Source material =>

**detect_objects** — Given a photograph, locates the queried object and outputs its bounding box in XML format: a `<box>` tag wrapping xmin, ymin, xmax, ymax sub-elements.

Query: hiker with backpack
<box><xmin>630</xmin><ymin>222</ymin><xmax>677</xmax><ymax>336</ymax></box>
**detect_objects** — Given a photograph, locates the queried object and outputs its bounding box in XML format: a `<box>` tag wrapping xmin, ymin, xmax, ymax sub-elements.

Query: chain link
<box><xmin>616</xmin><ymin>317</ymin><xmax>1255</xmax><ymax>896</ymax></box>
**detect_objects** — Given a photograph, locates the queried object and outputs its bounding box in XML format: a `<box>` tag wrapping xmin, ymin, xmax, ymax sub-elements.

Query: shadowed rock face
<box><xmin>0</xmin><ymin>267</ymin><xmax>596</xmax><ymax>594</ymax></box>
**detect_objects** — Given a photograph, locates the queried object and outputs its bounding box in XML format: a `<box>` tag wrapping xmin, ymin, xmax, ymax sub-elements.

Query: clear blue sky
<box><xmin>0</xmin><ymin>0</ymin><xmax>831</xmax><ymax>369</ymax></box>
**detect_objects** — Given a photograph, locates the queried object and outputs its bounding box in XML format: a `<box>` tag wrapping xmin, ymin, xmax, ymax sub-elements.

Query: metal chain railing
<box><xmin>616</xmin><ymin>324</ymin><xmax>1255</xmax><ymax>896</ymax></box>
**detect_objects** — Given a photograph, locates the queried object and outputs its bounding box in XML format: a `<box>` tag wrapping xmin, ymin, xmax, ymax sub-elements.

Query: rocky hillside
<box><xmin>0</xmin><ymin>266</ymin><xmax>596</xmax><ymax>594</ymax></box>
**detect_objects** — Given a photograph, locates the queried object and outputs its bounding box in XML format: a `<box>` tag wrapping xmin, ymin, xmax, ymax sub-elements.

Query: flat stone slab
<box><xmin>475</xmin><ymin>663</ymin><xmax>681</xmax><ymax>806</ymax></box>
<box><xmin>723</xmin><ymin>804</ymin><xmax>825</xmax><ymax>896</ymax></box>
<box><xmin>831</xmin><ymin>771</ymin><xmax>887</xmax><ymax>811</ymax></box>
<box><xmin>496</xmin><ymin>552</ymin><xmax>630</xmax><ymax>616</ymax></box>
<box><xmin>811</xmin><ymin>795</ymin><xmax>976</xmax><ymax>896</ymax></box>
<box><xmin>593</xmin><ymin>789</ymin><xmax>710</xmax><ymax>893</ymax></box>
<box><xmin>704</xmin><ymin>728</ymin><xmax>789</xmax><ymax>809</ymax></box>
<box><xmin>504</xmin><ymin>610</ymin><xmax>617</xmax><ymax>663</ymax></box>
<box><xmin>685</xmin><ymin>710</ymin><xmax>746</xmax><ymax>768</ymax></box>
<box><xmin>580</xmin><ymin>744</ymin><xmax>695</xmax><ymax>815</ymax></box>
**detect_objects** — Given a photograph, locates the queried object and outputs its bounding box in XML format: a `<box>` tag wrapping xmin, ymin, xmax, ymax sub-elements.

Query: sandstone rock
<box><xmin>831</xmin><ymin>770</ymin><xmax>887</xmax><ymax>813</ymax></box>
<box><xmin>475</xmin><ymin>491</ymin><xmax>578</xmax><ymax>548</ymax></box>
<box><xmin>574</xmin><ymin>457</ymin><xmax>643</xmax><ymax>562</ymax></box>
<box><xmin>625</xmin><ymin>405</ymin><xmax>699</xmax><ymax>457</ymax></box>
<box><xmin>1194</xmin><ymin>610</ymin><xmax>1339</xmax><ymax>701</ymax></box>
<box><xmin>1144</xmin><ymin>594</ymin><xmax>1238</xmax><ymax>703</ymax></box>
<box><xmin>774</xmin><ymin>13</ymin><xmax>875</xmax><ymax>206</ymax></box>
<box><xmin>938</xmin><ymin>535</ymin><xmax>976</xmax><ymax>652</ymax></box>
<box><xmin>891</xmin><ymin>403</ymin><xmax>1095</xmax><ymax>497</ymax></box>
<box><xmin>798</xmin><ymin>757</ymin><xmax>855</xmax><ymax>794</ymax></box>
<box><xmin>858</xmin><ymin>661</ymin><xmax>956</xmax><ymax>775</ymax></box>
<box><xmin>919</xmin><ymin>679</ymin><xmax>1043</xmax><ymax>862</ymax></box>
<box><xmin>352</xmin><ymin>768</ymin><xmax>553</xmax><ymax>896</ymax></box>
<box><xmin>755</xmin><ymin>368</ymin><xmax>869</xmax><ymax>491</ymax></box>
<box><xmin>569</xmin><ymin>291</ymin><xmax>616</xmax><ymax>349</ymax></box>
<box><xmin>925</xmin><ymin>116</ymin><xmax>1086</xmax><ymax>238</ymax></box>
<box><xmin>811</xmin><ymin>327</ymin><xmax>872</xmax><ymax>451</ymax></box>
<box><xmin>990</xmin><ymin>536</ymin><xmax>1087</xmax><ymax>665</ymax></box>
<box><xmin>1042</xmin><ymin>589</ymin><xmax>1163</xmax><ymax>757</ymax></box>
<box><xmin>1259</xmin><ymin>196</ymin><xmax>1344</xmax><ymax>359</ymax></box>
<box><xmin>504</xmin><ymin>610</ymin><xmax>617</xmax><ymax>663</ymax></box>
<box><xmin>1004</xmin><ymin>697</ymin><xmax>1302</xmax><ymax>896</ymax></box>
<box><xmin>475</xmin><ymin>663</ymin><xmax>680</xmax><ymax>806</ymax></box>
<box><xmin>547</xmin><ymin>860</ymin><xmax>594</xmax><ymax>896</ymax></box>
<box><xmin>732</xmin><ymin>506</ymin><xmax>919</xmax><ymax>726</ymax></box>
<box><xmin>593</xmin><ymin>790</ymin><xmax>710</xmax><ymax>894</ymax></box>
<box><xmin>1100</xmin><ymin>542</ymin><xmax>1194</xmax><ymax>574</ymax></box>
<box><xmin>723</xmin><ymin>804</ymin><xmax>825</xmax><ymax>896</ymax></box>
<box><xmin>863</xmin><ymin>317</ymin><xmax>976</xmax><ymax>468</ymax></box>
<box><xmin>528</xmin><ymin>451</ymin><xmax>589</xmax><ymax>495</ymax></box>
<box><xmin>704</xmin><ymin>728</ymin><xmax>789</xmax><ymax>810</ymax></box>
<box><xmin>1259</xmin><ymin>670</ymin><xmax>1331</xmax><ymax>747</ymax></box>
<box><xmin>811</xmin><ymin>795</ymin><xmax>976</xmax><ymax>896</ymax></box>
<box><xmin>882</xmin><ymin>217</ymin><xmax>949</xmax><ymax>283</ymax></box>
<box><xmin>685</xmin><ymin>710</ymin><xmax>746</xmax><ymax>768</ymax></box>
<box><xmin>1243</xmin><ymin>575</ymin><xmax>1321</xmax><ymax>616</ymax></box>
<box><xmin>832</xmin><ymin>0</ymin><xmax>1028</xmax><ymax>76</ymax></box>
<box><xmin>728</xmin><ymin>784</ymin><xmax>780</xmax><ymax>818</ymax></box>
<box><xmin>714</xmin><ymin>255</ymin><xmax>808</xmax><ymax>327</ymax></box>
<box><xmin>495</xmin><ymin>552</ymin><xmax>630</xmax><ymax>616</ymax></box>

Written task =>
Gather every line of the items above that contains the string "Query".

Problem solution =>
Query: hiker with backpack
Query: chain link
Query: shadowed rock face
Query: clear blue sky
Query: metal chain railing
Query: rocky hillside
Query: flat stone slab
Query: sandstone rock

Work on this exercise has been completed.